These men are real and attempt to put it all in perspective as their hopes are dashed and anxieties tighten on rational thinking. At that moment, I was mad, feeling that the military was nothing but a political battlefield played by small-minded people who took advantage of their subordinates. If the subordinates did not “play ball,” the ball was taken away, no matter how good or competent they were. (P.101)

Combat Vets will appreciate the candor and frankness of the authors. Some things about war never change. Some people walk around as “combat vets” without ever really having an idea that a war is going on. Geschke’s words could be my own words with a few changes. It seemed so strange to me that these army personnel were drawing the same combat pay that I was drawing. It didn’t seem right forty-one years ago, and it still doesn’t seem right now, but it was a fact: They were in a different world than we were dealing with in the fields of Vietnam (Iraq, or Afghanistan). (P.158)

Geschke and Toto challenge our status quo in how we understand and approach wars. There is an uncomfortable air about their insights and open-ended conclusions. However, speaking as a combat chaplain who has actually been in the soup of Iraq, I believe they are spot on. The two of them should be expert advisors because they would hold all soldiers and citizens accountable, including me.

####################

(WORK TO COMPLETE): Reproduce word for word the part of the book review between "Geschke and Toto" and "accountable, including me.", inclusive.

####################

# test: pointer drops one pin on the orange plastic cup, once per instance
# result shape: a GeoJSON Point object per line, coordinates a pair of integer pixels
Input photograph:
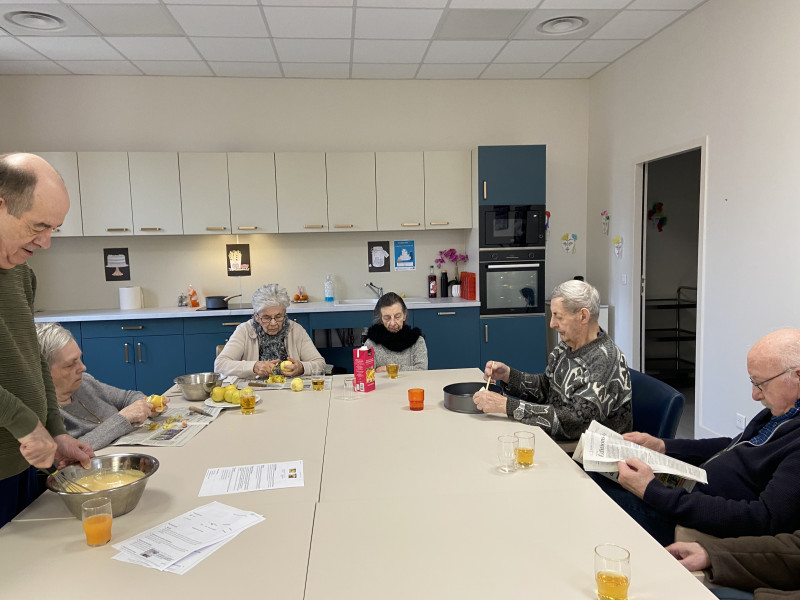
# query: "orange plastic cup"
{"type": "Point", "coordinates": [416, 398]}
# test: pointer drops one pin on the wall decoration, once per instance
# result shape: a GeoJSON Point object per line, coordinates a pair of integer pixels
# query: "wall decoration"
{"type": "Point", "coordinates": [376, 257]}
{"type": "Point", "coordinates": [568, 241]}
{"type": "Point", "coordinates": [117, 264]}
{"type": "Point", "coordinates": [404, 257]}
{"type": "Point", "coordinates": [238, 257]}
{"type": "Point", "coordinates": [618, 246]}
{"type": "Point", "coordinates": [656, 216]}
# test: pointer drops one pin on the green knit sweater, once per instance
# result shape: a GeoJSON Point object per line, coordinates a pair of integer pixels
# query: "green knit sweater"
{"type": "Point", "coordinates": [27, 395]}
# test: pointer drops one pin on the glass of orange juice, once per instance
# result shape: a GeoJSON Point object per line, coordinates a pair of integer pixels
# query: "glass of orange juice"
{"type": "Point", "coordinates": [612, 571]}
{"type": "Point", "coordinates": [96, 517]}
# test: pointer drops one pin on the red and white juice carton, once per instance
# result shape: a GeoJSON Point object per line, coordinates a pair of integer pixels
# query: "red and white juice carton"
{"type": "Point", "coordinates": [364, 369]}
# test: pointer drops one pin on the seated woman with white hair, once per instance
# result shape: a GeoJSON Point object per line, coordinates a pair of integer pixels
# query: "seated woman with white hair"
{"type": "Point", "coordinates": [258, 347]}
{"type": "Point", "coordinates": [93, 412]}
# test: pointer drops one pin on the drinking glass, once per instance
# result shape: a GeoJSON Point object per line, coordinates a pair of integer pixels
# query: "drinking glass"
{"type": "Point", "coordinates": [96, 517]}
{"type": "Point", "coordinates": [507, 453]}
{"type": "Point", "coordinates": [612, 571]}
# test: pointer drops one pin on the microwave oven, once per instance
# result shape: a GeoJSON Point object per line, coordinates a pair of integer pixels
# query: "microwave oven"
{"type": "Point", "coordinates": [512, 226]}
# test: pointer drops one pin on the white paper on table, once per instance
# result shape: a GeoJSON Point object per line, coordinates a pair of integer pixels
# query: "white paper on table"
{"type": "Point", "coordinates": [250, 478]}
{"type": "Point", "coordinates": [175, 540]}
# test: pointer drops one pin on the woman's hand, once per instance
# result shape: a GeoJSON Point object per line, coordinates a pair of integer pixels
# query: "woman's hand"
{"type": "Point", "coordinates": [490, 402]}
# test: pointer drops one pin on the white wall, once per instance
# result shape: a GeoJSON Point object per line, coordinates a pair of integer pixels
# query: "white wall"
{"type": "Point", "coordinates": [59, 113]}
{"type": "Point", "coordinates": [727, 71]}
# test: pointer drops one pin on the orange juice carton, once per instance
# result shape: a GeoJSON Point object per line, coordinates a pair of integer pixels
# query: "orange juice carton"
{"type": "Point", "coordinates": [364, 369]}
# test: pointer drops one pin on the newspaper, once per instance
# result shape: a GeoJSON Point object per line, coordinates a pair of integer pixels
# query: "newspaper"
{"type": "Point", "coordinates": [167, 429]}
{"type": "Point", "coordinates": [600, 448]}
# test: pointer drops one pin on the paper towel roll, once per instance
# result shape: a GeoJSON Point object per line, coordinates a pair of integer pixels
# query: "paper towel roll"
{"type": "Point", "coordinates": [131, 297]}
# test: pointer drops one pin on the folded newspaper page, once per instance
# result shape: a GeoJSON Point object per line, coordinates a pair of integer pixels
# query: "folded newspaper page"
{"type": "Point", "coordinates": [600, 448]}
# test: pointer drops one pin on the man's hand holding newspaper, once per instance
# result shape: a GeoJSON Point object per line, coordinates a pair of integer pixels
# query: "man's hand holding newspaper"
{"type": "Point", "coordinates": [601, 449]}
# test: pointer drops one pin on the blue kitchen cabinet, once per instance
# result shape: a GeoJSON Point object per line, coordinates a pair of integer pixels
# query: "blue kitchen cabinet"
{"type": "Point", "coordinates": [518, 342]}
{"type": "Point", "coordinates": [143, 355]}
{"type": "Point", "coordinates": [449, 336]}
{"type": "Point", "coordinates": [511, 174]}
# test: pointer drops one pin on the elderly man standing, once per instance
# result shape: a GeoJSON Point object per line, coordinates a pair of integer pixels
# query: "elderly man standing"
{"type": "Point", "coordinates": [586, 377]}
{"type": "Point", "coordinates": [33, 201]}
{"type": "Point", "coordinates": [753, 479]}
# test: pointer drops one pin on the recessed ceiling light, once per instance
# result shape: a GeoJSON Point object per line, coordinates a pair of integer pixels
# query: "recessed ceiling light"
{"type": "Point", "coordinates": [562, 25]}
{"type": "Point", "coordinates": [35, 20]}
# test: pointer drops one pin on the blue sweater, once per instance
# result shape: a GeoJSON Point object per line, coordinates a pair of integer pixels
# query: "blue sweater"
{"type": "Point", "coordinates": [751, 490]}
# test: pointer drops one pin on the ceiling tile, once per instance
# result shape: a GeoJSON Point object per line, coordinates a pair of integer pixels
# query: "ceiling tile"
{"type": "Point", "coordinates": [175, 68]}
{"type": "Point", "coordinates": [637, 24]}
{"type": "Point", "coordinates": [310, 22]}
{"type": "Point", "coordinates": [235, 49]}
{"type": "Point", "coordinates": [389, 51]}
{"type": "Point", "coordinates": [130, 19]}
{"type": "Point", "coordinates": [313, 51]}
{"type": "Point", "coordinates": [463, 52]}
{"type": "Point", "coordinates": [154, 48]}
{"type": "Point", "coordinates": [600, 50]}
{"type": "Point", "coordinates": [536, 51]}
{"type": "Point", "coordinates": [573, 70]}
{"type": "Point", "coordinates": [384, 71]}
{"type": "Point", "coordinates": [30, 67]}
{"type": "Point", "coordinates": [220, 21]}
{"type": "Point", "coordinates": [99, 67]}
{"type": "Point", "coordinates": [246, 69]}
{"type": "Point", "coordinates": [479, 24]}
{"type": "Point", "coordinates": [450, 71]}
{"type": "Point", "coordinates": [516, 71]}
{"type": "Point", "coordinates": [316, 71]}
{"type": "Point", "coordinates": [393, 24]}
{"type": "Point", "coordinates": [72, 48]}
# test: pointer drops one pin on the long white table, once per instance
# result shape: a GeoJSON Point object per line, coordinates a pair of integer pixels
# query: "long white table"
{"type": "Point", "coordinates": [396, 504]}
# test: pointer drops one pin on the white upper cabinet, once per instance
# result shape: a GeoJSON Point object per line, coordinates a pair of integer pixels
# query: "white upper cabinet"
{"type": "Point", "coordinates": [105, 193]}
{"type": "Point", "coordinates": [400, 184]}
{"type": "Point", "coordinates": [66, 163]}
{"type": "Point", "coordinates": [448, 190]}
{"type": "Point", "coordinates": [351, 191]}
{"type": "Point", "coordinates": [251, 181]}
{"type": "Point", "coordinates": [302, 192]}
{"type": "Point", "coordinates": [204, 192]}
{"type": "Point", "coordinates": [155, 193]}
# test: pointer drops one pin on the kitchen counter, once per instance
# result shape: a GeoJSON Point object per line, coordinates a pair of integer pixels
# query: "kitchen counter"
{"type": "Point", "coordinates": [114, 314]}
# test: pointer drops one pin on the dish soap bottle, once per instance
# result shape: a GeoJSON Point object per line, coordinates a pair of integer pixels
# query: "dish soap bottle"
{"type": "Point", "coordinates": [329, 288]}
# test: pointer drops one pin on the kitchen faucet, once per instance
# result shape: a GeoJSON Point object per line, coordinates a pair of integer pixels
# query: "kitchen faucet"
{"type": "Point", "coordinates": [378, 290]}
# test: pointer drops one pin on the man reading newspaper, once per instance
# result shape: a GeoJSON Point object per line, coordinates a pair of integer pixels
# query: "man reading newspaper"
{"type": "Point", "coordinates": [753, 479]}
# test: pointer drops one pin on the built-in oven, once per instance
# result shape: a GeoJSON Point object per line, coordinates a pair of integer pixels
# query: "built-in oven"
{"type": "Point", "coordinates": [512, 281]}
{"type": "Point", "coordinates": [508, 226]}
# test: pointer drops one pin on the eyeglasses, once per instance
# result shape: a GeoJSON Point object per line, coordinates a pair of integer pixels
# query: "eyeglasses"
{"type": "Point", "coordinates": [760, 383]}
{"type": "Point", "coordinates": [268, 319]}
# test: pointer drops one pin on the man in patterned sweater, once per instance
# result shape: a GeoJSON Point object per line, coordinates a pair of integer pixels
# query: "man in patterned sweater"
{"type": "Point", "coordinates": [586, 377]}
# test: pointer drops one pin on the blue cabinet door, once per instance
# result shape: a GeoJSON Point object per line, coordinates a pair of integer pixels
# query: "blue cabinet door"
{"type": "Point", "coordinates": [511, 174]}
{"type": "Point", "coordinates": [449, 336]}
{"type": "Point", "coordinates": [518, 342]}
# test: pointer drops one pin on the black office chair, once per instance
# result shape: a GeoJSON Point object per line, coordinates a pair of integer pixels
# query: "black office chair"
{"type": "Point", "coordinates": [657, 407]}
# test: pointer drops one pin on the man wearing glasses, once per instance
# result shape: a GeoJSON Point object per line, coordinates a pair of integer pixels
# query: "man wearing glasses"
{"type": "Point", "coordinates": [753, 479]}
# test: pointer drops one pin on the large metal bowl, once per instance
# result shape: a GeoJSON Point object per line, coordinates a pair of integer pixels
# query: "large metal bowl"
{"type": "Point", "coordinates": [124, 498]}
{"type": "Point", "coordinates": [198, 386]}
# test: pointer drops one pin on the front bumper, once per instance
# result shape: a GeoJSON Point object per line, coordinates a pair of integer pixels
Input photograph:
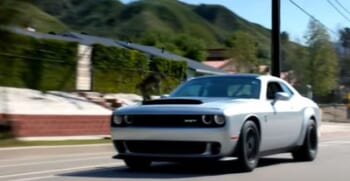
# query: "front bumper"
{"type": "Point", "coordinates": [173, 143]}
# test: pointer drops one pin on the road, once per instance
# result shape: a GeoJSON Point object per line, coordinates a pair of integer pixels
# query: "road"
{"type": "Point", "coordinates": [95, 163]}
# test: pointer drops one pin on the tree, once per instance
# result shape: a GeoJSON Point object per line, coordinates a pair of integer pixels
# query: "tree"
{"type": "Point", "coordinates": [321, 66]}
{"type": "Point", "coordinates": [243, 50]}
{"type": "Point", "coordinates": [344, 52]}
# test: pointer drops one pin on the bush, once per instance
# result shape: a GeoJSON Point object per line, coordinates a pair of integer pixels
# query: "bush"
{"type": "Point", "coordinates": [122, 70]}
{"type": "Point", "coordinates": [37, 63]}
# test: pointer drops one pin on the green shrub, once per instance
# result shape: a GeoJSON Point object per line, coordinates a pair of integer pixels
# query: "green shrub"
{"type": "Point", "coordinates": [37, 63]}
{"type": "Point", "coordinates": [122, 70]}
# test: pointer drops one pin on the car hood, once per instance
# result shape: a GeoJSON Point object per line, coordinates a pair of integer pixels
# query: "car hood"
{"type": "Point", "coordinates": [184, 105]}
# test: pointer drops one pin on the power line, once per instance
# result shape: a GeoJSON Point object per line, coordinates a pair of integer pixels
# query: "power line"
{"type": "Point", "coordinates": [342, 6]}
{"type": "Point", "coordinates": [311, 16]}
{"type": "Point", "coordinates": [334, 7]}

####################

(RESPONSE AREA):
Geschke and Toto challenge our status quo in how we understand and approach wars. There is an uncomfortable air about their insights and open-ended conclusions. However, speaking as a combat chaplain who has actually been in the soup of Iraq, I believe they are spot on. The two of them should be expert advisors because they would hold all soldiers and citizens accountable, including me.